## [WORK TO BE COMPLETED]
Update all of the material below by replacing every occurrence of "What to find" with "Object to locate". Leave everything else unchanged.
--- START OF STORED ROWS ---
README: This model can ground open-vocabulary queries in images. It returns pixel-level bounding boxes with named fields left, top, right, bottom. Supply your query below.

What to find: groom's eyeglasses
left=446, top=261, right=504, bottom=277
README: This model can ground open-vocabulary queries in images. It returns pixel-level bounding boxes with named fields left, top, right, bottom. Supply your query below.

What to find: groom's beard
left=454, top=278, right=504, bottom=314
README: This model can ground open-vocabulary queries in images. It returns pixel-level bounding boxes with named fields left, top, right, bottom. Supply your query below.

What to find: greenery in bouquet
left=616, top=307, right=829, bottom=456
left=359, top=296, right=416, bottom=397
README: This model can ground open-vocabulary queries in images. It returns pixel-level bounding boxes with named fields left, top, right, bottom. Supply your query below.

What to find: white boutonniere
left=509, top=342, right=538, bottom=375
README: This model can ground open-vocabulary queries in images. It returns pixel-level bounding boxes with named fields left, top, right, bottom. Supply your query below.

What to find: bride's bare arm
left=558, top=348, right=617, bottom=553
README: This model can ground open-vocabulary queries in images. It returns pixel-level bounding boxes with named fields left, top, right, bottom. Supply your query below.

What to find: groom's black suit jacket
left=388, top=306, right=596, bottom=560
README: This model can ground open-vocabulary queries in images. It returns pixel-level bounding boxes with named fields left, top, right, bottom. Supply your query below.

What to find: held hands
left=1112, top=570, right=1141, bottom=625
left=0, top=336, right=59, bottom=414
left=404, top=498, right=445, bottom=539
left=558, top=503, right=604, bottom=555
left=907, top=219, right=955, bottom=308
--- END OF STORED ROWS ---
## [RESULT BELOW]
README: This model can ground open-vocabulary queries in images. It returns pixel-level bounding boxes with named fields left, top, right, bottom. Supply your query below.

Object to locate: groom's eyeglasses
left=446, top=261, right=504, bottom=277
README: This model can ground open-vocabulary queries in images. It returns pixel-level bounding boxes with named fields left, top, right, bottom. Supply your query below.

Object to locate: groom's beard
left=454, top=278, right=504, bottom=314
README: This model can ground open-vocabulary queries in images. It returns pixel-level bounding boxes with named fields left, top, right, bottom. Supply your query below.

Object to locate: greenery in bouquet
left=616, top=307, right=829, bottom=456
left=359, top=296, right=416, bottom=397
README: This model can ground open-vocabulary queries in images. It returns pixel-level bounding boxes with named fields left, top, right, bottom. Supply your query below.

Object to locate: white boutonniere
left=509, top=342, right=538, bottom=375
README: This model can ground open-vocabulary queries in images. It returns pixel-level bounding boxes with named fields left, top, right, bottom. Supply your query below.

Object to locate: bride's bare arm
left=558, top=348, right=617, bottom=553
README: This model can ground open-vocabulary queries in images. It returns pixel-level bounding boxes with named fields left, top, right, bottom. Supply your query below.

Object to locate: groom's black suit jacket
left=388, top=306, right=596, bottom=560
README: This model can ground open-vocabulary queries in images. It returns pixel-level bounding boxes with named fields left, top, right, bottom. Supply your query below.

Object to locate: held hands
left=1112, top=570, right=1141, bottom=625
left=0, top=336, right=59, bottom=414
left=404, top=498, right=445, bottom=539
left=558, top=503, right=604, bottom=555
left=907, top=219, right=955, bottom=308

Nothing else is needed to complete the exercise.